-- start GIVEN TEXT --

Dough after kneading

Proving the dough:
  • Put the dough back in the same bowl that you mixed the dough in – there's no need to clean it out or grease with oil.
  • If your hands are covered with dough after kneading, rub some extra flour into your hands and the scraps of dough will come off quite easily.
  • The time it takes for your dough to rise will depend on the room temperature, the freshness of the yeast and the water content of the dough. At normal room temperature it should take 2-3 hours.
  • If you leave the dough to prove for too long it will begin to collapse in on itself, and once it reaches this stage it will be difficult to shape so try to catch it before it becomes over-proved.
Shaping the dough:
  • In order to help the dough hold it's shape on the second prove, you need to create some surface tension.
  • If you are using a loaf tin, the shaping is not so important, but for all other types of bread it is worth getting it right.
  • Don't forget to prepare the loaf tin or baking tray before you start shaping the dough!
  • To make the loaf or bloomer shape, press the proved dough into a rectangle and fold into thirds like you would with puff pastry, then repeat in the other direction. Next, start folding over the long end of the dough, pushing it in on itself as you go, to create a log shape.
Press the dough out to a large rectangle Fold the top third of the dough over Fold the bottom third of the dough over Press out the dough, then fold one side over fold the other side of the dough over Begin rolling the top third over, pressing in with your fingertips
  • Once the loaf is rolled it can be placed seam-side down in a loaf tin or on a baking tray.
  • If the dough is quite sticky when shaping, you can wet your hands and work surface with a little water to prevent it sticking.
  • Just before baking slash the dough with a very sharp knife – this is both for decorative and practical purposes as it controls the direction in which the bread rises whilst baking.

-- end GIVEN TEXT --
-- start DATA EXCERPTS --

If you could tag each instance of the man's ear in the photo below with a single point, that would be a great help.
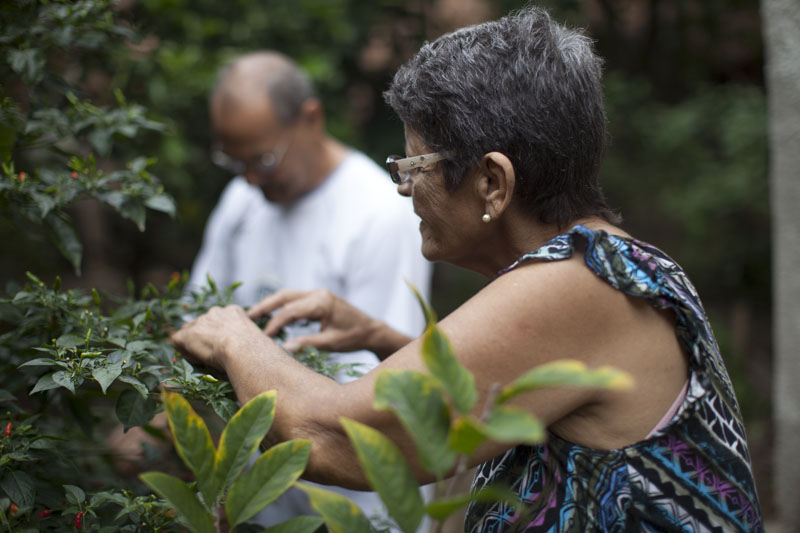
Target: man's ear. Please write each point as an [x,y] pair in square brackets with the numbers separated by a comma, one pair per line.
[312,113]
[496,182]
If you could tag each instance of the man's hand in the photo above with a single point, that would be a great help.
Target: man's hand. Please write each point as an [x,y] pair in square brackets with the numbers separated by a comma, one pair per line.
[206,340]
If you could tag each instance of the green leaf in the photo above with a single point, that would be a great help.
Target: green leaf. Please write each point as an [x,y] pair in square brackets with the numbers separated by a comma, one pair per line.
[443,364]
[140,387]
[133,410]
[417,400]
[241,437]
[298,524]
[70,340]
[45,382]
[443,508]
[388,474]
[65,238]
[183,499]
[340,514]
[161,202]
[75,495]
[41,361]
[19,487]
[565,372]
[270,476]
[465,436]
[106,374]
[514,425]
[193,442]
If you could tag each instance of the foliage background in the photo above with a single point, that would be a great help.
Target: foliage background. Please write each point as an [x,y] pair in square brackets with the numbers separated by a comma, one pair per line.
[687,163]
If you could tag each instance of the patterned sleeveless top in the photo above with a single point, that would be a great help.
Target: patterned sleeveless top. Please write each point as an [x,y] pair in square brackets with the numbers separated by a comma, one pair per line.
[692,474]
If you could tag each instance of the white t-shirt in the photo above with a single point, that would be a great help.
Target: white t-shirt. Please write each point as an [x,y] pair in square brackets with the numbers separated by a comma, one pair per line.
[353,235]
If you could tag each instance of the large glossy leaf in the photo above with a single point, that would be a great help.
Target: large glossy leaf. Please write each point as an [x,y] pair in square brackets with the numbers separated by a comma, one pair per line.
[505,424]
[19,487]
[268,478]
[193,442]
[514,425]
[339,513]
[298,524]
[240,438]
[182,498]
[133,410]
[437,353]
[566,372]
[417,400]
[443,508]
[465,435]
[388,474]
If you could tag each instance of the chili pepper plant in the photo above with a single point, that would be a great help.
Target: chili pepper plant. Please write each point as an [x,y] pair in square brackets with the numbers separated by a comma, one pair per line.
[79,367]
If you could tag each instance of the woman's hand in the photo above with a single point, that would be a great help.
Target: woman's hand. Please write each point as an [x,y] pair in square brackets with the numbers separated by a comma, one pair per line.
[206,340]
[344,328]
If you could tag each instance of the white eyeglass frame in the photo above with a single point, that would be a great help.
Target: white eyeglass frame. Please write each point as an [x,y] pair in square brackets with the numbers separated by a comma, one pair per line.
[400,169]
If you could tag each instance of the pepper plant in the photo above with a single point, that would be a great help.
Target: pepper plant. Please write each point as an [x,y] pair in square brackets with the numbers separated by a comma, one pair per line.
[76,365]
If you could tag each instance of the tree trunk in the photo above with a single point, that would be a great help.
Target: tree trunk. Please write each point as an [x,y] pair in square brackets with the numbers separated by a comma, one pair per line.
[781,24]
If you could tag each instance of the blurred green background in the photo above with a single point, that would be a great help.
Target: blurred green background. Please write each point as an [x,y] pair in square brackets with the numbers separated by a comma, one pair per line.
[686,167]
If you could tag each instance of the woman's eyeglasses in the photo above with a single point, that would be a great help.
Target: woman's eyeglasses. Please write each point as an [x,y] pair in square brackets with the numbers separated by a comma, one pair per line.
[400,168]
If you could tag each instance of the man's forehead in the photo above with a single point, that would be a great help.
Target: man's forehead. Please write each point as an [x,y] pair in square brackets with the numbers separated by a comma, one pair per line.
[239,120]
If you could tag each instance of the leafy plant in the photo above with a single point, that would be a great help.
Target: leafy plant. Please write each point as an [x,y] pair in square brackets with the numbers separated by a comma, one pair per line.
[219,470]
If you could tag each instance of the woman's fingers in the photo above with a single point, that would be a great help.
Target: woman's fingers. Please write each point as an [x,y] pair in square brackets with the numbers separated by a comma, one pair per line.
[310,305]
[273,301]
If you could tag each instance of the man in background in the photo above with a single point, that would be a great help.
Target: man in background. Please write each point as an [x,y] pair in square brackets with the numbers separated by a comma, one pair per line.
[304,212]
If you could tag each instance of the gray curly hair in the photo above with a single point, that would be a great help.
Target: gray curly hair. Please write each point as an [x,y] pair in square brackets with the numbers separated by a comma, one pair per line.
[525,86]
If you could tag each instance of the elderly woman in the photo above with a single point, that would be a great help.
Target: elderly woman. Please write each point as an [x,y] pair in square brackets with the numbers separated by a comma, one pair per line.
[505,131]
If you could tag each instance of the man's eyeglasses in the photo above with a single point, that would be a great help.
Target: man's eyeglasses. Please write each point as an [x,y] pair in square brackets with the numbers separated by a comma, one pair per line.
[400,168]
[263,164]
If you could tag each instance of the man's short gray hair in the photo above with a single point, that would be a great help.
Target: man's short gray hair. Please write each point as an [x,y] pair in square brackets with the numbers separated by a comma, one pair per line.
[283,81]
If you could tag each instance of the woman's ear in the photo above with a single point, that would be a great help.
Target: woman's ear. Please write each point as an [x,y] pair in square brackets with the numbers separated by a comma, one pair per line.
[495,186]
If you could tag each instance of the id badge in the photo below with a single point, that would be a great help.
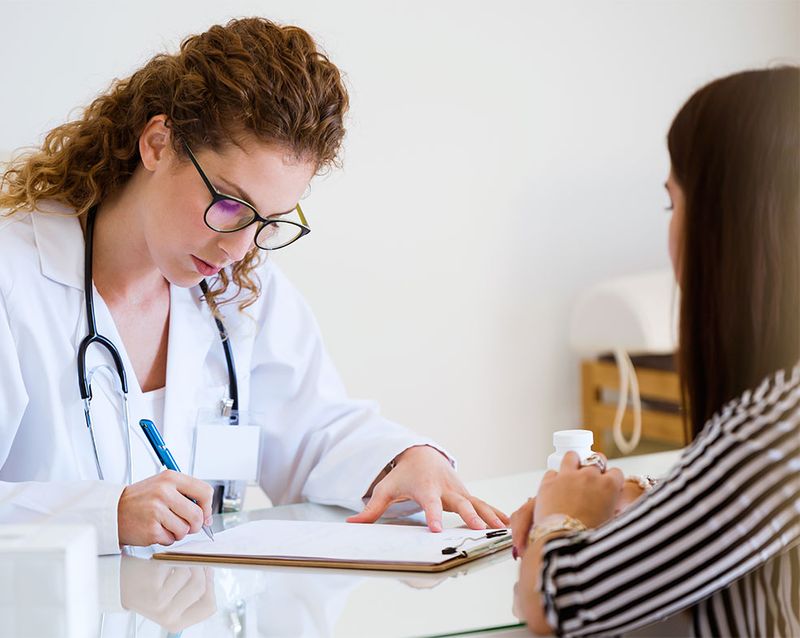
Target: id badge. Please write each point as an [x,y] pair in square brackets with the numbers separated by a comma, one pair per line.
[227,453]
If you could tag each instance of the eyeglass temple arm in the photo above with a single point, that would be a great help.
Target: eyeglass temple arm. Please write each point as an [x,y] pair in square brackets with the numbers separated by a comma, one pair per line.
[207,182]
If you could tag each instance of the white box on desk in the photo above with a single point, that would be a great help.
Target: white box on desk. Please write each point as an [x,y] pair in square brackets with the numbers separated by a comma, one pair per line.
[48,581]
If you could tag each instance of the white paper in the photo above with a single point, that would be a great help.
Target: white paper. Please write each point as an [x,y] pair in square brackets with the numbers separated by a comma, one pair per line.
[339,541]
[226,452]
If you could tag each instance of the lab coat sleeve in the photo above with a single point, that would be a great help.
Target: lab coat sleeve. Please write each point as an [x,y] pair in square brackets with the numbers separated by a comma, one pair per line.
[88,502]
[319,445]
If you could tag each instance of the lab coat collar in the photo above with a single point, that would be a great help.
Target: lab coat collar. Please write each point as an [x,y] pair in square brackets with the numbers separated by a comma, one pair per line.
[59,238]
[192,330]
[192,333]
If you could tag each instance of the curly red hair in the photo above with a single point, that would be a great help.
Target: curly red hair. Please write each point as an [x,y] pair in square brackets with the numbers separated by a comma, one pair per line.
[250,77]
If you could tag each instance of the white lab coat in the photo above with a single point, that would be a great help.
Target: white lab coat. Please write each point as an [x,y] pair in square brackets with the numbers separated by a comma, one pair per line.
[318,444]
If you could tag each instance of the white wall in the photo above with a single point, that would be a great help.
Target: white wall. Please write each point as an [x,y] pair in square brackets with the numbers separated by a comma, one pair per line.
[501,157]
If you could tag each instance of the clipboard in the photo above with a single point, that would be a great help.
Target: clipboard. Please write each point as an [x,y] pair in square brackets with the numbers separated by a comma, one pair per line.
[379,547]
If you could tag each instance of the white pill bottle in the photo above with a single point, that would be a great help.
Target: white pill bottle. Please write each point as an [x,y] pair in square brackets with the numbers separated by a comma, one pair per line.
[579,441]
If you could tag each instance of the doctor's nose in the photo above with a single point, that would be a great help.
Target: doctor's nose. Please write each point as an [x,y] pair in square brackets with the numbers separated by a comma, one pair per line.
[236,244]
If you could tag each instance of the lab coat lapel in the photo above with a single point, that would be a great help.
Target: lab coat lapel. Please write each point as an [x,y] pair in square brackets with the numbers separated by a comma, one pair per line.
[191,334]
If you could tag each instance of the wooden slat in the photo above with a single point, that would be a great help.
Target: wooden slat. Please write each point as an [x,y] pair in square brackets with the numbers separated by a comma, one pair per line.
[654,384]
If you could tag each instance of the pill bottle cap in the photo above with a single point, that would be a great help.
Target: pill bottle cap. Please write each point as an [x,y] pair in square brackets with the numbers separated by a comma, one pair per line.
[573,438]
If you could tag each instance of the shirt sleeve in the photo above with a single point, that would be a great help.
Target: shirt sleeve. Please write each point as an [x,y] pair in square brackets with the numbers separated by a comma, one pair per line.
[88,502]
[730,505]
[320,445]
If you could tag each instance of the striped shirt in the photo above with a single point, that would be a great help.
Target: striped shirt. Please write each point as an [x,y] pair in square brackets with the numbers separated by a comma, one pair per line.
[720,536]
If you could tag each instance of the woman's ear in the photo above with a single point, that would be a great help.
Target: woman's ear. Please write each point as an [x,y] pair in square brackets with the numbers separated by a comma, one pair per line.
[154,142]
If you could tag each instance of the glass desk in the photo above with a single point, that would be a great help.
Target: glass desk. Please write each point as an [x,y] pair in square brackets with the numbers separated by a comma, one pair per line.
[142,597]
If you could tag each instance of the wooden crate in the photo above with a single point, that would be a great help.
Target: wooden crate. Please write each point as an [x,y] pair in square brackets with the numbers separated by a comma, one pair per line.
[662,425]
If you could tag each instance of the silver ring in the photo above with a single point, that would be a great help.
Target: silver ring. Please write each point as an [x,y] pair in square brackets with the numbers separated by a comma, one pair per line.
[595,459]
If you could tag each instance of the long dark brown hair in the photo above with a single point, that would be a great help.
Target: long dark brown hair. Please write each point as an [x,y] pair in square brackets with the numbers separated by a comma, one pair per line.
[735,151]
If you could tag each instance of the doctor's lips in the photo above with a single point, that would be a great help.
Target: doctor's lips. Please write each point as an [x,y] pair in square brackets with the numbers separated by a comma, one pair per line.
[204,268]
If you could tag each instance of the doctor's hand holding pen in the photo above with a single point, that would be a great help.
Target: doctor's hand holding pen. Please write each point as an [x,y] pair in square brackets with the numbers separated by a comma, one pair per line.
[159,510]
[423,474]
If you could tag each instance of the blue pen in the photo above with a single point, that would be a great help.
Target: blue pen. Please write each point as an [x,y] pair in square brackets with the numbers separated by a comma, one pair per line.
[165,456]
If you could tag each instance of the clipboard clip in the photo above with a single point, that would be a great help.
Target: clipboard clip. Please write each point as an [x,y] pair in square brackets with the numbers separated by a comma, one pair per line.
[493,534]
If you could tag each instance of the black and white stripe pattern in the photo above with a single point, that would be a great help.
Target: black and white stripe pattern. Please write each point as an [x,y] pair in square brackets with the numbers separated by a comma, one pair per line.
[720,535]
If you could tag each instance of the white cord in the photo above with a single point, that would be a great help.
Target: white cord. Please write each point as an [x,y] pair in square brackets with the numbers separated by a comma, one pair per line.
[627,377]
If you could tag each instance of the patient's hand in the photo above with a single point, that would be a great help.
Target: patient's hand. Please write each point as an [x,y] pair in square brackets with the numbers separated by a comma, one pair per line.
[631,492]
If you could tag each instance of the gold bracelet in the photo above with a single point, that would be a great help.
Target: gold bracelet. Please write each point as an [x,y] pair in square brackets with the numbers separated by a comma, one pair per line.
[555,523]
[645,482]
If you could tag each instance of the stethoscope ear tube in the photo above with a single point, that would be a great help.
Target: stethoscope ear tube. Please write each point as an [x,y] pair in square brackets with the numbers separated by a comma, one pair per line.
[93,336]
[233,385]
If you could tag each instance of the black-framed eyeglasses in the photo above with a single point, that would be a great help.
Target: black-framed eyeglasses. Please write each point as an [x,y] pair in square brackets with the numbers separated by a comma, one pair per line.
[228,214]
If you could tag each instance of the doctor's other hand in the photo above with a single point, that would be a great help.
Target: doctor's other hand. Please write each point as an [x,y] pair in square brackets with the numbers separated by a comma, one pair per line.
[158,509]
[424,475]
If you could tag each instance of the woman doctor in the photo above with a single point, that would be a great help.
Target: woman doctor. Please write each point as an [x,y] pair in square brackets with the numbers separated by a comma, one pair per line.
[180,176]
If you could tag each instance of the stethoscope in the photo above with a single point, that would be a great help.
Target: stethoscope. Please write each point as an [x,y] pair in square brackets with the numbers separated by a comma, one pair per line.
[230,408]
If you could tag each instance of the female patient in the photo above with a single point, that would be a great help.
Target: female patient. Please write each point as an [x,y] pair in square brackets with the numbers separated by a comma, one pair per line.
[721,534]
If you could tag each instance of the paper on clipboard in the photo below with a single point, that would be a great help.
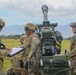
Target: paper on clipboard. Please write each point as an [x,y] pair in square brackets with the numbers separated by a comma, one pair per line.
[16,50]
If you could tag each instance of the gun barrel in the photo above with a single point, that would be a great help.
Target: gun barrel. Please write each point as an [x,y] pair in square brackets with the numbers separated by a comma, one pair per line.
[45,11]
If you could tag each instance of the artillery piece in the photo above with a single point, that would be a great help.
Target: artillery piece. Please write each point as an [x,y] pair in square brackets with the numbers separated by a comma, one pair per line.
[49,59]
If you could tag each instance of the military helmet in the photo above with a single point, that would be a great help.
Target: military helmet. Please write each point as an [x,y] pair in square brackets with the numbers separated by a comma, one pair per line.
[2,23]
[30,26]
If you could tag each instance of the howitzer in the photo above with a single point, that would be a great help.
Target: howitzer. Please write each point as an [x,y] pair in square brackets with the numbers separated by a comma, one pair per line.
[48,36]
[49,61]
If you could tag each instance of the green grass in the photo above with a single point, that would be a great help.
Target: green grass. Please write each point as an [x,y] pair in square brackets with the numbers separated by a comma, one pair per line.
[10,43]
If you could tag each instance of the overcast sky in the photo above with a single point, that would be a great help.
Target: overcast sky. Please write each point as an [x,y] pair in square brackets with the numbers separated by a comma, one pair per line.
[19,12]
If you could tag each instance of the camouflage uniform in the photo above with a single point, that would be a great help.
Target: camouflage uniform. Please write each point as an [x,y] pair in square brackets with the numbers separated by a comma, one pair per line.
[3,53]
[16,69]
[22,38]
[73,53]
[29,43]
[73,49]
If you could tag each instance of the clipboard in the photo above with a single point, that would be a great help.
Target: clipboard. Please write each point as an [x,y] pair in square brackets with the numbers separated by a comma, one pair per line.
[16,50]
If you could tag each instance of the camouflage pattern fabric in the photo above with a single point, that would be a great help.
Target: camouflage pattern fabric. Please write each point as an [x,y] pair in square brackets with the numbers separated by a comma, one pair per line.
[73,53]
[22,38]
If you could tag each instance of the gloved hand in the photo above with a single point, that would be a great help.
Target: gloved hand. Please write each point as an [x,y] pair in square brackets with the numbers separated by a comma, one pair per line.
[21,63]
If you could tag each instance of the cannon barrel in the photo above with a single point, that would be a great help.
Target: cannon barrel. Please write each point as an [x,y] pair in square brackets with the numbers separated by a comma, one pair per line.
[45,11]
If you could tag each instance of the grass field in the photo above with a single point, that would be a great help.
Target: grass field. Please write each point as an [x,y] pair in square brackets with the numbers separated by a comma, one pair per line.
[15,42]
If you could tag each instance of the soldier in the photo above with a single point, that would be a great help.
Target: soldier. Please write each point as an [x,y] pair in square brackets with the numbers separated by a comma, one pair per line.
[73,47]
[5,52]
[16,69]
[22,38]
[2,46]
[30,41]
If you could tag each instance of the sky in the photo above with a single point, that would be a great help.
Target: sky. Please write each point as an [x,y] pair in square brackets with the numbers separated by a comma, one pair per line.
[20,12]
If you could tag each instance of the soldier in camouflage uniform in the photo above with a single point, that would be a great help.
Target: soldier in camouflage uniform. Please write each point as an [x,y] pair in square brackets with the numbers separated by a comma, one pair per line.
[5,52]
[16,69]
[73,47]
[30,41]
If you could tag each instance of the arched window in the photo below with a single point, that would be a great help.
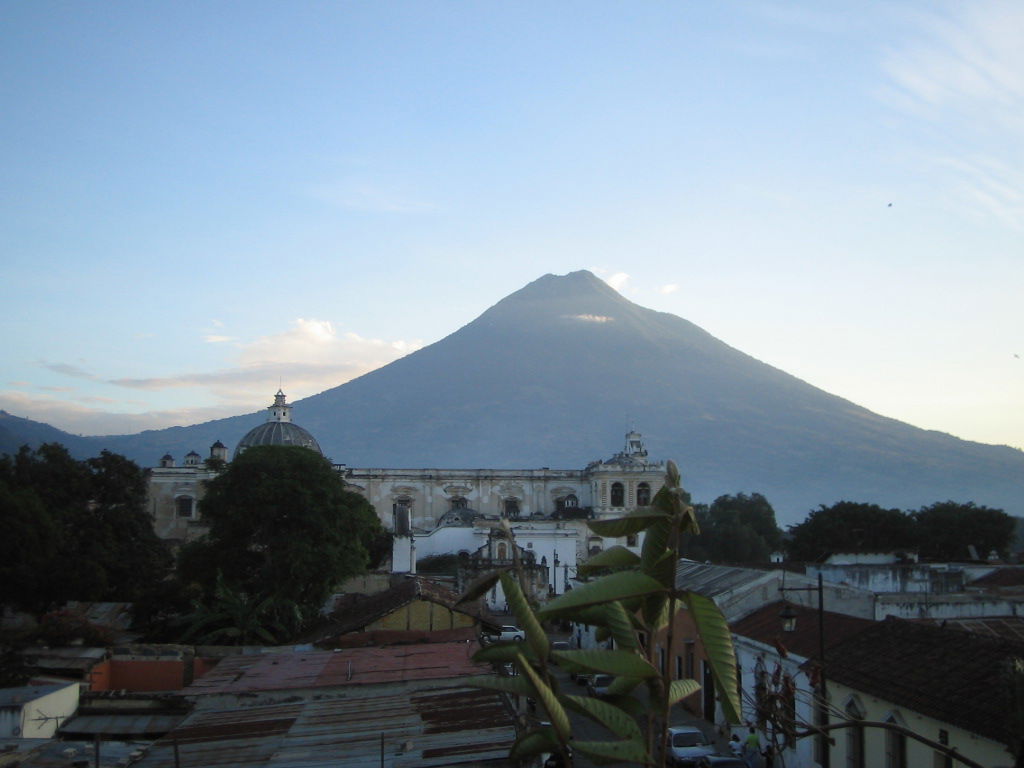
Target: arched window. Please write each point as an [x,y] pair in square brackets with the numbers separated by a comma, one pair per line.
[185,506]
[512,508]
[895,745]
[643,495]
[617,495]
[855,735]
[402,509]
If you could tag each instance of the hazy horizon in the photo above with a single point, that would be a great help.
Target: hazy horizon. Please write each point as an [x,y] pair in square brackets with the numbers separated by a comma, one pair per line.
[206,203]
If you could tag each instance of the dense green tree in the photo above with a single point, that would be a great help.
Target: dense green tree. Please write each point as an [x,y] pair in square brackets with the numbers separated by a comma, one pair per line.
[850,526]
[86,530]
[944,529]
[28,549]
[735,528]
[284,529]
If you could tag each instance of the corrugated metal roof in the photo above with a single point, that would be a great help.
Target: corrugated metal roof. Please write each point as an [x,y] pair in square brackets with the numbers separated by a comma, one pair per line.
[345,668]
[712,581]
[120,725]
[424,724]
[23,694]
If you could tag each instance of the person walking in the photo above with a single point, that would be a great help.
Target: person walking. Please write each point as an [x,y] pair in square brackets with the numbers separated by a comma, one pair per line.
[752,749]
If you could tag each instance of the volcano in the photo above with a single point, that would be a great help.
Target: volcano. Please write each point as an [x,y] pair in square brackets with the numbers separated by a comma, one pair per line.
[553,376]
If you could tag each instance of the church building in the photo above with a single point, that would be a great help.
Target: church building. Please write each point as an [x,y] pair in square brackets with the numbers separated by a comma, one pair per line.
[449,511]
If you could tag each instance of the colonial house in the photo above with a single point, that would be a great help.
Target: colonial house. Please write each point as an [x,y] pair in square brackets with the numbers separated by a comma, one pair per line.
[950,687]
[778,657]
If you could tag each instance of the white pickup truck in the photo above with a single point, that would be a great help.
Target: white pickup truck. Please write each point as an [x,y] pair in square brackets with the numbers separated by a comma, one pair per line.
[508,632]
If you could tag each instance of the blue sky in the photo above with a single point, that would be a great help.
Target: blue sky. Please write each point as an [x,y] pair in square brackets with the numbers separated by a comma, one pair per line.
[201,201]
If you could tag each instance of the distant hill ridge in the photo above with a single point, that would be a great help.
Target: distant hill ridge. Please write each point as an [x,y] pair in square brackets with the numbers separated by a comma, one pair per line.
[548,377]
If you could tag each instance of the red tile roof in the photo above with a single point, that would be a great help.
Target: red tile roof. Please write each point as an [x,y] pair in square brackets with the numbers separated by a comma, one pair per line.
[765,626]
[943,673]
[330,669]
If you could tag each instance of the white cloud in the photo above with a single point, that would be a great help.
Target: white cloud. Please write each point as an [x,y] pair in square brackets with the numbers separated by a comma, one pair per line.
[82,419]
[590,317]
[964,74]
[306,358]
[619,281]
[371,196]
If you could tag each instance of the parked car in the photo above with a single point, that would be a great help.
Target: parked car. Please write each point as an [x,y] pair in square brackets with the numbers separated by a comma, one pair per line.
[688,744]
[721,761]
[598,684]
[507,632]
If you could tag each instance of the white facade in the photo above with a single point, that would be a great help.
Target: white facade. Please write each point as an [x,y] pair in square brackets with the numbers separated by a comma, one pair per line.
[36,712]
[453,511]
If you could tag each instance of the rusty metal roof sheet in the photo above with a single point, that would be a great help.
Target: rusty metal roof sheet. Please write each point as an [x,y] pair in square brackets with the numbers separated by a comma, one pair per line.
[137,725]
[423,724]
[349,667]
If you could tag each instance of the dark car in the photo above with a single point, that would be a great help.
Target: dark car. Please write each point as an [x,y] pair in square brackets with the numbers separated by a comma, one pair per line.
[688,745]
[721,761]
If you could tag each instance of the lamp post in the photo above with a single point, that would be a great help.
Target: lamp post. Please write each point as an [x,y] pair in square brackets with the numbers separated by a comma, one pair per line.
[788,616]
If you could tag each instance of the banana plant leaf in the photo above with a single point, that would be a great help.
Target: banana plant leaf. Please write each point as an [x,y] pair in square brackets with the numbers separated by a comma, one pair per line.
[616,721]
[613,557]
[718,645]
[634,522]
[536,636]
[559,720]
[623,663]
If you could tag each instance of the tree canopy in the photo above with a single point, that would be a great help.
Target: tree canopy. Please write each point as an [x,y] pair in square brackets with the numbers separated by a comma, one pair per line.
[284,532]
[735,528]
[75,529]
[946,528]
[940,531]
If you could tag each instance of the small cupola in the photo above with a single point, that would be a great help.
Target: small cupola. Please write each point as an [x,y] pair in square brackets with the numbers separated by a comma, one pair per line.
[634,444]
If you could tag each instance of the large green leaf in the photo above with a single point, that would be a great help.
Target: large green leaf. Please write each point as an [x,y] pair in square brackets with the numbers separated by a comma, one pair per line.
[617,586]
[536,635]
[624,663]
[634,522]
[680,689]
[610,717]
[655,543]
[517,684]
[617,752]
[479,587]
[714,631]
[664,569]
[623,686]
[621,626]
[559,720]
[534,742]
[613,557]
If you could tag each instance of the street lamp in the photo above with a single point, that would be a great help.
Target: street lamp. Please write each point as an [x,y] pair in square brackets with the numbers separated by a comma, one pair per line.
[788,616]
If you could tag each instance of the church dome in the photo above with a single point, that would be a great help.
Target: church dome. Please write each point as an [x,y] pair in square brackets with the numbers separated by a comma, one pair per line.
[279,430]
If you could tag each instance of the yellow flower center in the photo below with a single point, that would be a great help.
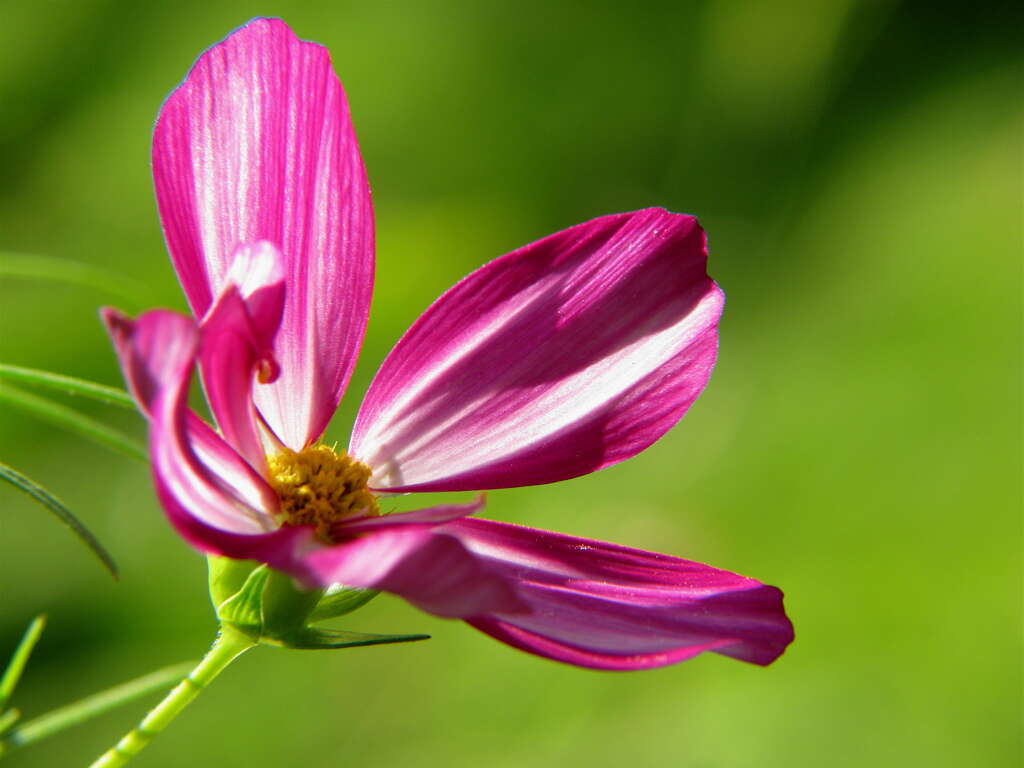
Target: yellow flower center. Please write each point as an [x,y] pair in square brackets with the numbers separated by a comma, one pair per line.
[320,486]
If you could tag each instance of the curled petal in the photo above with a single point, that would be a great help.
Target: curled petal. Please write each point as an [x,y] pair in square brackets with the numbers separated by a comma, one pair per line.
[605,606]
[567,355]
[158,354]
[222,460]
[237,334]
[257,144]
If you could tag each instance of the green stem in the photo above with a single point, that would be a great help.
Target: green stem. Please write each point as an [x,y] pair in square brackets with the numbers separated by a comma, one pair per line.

-- end DATA EXCERPTS --

PROBLEMS TO SOLVE:
• A. For each statement about the bread-dough guide, answer yes or no, and quote the exact words from the guide that decide it.
(i) At normal room temperature, the dough should take 2-3 hours to rise.
(ii) The bowl should be greased with oil before the dough is put back in it to prove.
(iii) Slashing the dough before baking is done only for decoration.
• B. Continue the bread-dough guide from its last sentence, keeping its style.
None of these entries is needed.

ANSWERS:
• A.
(i) Yes: "At normal room temperature it should take 2-3 hours."
(ii) No: "there's no need to clean it out or grease with oil."
(iii) No: "this is both for decorative and practical purposes as it controls the direction in which the bread rises whilst baking."

• B.
Slash the dough along the middle with a sharp knife
 
Baking the dough:
  • Put the bread in the oven at a very high temperature to begin with. This helps it to puff up further and creates a good crust.
  • To emulate the fancy steam-injecting ovens that bakers use, put a deep baking tray or roasting tin at the bottom of the oven as it preheats, then chuck in a pint of water just after placing the uncooked bread on the shelf above it.
  • You can also use a spray bottle of water to create steam, either in place of the tray of water, or to top the steam up as it bakes.
  • If baking in a loaf tin, take the bread out of the tin halfway through cooking so the sides that are covered by the tin can get properly cooked as well.
  • Some people say you shouldn't cut into a loaf whilst still warm from the oven, but I say if you have made your own bread you can do what you like with it – although a good slathering of butter is non-negotiable!
White loaf 1




















The basic loaf:
 
500g bread flour (white, wholemeal, malted, seeded or a mixture)
5g salt
7g sachet of instant yeast
250-350ml water
  • Put the flour into a large mixing bowl
  • Mix the salt into one half of the flour and the yeast into the other, then mix both halves together
  • Gradually add the water, stirring with your free hand until it comes together in a rough dough
  • Tip it all out onto a work surface and knead, adding more water as necessary
  • Continue kneading until the dough forms a smooth, soft ball (about 10-15 minutes)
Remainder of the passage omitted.